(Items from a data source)

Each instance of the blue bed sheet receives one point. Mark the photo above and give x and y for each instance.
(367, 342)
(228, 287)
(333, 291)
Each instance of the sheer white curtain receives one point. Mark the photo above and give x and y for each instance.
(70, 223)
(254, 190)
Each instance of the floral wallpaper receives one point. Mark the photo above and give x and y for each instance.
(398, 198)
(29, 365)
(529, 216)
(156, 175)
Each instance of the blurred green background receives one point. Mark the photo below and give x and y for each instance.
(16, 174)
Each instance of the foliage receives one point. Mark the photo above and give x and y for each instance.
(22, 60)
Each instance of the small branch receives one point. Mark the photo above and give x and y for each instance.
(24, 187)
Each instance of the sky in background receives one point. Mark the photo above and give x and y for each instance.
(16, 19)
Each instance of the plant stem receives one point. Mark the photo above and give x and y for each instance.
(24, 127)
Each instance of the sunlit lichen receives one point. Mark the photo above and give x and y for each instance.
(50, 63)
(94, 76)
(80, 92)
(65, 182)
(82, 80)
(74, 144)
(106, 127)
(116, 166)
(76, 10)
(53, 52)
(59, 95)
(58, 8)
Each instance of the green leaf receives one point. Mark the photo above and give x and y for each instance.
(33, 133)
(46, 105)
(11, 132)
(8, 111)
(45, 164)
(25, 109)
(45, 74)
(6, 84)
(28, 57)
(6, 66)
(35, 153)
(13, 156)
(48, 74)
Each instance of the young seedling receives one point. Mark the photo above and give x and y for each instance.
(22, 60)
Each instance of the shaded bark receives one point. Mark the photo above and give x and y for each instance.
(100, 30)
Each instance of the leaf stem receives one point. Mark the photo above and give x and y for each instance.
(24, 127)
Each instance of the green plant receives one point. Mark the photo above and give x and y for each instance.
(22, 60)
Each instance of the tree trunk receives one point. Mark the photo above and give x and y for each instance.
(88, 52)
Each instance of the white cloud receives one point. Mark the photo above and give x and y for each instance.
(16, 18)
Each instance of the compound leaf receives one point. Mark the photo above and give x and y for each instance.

* _Exercise requirements_
Rewrite the lines from the line containing "Each instance of the green leaf" through the last line, changing "receives one point" to "is worth one point" and leaving everything else as it is.

* _Response below_
Each instance of the green leaf is worth one point. Mark the photo above and give x and y for each instance.
(33, 133)
(46, 105)
(11, 132)
(8, 111)
(45, 164)
(25, 109)
(45, 74)
(6, 84)
(28, 57)
(6, 66)
(35, 153)
(13, 156)
(48, 74)
Each instance of the young seedling is worth one point. Mark the photo above and give x and y for each instance.
(22, 60)
Each instance of the shaded bark is worth one point. Mark the photo above and give x and y for each instance.
(100, 30)
Each instance of the leaf stem is worth one point. Mark the photo above and give x and y for each instance.
(24, 127)
Each instance of the green plant is worth one point. Mark the photo above and give x and y for each instance.
(22, 60)
Each instance of the tree trunk is worth one point. Mark the photo above and give x and y for each instance.
(88, 52)
Each instance of the white cloud is worth one point. Mark the photo above and give x and y for each instance.
(16, 18)
Each instance of the compound leaf is worth one point. Mark the photo above and give x and y for each instance.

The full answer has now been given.